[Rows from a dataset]
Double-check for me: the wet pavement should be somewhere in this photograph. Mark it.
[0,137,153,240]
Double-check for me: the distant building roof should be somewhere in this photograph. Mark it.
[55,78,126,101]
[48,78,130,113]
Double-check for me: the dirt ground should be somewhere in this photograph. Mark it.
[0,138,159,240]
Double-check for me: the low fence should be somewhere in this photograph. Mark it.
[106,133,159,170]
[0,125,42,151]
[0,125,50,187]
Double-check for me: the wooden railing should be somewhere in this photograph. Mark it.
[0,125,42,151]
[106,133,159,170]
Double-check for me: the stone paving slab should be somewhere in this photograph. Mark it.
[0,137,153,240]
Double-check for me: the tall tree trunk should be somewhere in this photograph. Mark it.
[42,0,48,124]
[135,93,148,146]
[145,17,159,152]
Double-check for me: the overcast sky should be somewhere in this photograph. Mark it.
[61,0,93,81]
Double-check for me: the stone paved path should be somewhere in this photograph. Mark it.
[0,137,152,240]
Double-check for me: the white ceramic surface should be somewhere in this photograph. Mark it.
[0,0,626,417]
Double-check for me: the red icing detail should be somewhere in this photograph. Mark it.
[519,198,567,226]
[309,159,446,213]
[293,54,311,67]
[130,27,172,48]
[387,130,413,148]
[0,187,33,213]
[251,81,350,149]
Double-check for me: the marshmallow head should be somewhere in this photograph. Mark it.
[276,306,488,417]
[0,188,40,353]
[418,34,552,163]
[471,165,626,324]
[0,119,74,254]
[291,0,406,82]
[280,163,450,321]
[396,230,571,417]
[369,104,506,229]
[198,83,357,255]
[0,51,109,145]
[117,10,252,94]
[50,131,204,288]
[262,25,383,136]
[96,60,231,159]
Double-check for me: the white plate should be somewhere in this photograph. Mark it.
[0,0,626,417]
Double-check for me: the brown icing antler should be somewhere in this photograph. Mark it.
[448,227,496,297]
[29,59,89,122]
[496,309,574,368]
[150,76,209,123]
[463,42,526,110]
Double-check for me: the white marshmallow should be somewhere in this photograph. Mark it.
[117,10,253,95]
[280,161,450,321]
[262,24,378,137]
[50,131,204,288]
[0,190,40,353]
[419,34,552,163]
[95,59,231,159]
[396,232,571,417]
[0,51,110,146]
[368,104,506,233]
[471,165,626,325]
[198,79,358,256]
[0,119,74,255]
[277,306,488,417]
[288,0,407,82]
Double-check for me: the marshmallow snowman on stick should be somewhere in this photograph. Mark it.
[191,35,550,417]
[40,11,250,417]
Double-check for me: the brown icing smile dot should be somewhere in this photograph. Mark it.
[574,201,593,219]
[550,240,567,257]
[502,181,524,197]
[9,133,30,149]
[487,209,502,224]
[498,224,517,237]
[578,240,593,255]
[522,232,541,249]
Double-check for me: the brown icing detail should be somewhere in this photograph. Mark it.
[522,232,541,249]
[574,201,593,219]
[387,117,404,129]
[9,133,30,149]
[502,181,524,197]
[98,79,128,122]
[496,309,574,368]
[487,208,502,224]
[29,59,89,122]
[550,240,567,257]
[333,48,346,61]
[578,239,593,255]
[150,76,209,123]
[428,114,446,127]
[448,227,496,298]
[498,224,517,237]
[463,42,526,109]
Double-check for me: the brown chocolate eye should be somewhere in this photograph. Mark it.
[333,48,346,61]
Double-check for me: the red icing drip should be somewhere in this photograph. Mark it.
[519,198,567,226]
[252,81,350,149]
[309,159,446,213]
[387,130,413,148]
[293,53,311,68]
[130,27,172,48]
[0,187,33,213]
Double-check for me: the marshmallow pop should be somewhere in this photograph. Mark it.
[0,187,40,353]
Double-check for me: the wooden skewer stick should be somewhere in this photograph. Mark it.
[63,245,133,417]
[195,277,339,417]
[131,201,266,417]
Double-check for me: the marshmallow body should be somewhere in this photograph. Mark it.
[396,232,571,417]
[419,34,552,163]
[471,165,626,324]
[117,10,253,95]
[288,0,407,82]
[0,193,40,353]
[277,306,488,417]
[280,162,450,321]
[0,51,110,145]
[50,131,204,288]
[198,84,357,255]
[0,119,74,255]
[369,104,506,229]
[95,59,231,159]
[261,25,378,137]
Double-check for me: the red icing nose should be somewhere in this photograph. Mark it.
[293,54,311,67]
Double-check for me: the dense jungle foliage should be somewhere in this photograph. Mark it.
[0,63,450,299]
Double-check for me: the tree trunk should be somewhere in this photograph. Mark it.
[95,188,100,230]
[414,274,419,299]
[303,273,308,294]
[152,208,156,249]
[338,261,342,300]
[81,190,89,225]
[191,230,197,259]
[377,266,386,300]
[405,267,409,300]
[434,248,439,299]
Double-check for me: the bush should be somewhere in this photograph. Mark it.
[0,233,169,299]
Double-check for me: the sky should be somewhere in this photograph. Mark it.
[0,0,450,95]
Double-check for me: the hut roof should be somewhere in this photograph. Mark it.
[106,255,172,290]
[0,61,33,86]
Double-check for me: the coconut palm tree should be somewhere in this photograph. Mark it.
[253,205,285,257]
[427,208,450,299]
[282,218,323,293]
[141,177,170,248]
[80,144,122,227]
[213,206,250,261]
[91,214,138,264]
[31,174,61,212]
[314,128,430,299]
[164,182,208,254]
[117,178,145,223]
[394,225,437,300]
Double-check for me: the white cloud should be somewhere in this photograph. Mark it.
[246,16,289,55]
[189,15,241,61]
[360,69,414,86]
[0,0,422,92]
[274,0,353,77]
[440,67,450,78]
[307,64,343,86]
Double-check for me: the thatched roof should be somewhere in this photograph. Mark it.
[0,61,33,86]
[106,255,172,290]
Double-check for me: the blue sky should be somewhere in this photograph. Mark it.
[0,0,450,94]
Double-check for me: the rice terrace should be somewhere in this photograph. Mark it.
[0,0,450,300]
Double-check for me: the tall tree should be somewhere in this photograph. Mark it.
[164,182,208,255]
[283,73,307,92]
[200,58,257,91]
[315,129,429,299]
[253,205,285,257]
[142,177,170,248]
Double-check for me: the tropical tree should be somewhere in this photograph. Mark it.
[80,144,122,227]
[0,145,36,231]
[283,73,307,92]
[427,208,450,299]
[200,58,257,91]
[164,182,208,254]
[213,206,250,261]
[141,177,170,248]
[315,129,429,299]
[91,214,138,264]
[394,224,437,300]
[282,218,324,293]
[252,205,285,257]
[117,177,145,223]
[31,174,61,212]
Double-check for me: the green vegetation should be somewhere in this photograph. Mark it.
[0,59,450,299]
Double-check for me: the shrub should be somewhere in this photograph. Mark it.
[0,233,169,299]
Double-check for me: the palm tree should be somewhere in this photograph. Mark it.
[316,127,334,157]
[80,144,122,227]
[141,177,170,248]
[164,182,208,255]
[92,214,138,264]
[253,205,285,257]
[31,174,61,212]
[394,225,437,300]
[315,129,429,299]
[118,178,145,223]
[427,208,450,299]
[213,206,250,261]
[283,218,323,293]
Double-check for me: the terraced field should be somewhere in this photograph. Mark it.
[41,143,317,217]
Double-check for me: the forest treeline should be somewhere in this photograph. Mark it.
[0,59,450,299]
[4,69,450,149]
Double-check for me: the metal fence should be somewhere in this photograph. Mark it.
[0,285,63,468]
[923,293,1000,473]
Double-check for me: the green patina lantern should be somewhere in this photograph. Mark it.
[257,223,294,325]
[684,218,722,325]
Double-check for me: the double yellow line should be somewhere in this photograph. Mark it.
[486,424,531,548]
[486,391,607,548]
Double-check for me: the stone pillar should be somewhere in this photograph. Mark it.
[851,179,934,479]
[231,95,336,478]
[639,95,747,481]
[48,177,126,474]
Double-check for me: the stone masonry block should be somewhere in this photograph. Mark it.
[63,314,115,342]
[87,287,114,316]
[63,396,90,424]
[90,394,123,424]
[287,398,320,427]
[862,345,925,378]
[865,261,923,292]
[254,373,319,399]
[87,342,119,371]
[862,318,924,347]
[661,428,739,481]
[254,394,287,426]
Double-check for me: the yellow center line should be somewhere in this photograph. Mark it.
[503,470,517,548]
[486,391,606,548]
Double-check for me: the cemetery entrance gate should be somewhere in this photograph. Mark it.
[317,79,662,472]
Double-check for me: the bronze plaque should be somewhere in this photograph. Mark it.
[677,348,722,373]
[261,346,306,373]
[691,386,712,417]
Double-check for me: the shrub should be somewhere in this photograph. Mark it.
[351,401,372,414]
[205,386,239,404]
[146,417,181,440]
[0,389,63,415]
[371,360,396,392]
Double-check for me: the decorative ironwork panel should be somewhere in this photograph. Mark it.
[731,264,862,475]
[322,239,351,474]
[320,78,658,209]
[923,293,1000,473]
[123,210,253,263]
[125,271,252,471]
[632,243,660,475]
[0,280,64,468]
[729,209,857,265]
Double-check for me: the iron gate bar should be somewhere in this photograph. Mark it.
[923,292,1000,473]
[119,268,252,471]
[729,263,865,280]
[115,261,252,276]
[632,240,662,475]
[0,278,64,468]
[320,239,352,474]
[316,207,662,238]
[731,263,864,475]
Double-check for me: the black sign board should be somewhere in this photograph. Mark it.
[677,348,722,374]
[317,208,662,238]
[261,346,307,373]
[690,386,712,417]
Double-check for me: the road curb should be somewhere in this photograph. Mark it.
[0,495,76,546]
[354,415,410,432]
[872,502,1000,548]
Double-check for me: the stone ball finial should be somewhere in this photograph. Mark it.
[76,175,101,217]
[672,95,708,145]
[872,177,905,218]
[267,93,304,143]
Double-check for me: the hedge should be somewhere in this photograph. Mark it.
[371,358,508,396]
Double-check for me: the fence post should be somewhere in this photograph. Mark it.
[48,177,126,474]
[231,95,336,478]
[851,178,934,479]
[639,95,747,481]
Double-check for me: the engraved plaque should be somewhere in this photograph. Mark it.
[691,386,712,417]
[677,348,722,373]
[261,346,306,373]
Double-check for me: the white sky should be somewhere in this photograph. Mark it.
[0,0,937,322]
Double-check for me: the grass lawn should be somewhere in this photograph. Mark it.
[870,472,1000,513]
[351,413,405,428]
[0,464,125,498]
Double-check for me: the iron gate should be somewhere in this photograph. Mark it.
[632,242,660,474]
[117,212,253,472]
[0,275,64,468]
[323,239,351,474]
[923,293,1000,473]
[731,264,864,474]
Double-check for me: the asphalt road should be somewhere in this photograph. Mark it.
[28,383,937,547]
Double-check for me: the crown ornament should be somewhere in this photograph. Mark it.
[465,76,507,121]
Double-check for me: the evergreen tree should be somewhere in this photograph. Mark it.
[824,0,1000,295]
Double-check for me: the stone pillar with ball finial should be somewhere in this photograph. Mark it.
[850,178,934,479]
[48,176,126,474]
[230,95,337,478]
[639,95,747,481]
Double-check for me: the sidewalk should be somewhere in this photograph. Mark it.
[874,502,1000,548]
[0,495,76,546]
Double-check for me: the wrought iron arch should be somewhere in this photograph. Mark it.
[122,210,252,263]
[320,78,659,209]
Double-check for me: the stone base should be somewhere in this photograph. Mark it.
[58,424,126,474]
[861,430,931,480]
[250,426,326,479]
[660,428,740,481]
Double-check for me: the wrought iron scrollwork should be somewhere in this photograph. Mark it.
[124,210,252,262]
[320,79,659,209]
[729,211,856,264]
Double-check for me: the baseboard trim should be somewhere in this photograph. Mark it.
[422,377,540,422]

**GIVEN PROBLEM**
Can you extract the stretch from the line containing "Double-check for me: the wrought iron arch" through the line containing "[729,211,856,264]" and repeat those lines exactly as they appear?

**CORRECT RESPONSE**
Double-check for me: the wrought iron arch should be somewhere in this photograph. Mark it.
[122,210,252,263]
[320,78,659,209]
Double-check for me: the stone base should be somewhere in this photograph. Mark it.
[58,424,126,474]
[861,430,931,480]
[250,426,326,479]
[660,428,740,481]
Double-check for me: the wrought iron scrollwork should be somewhere in this photograph. Mark it.
[124,210,252,262]
[320,79,659,209]
[729,211,856,264]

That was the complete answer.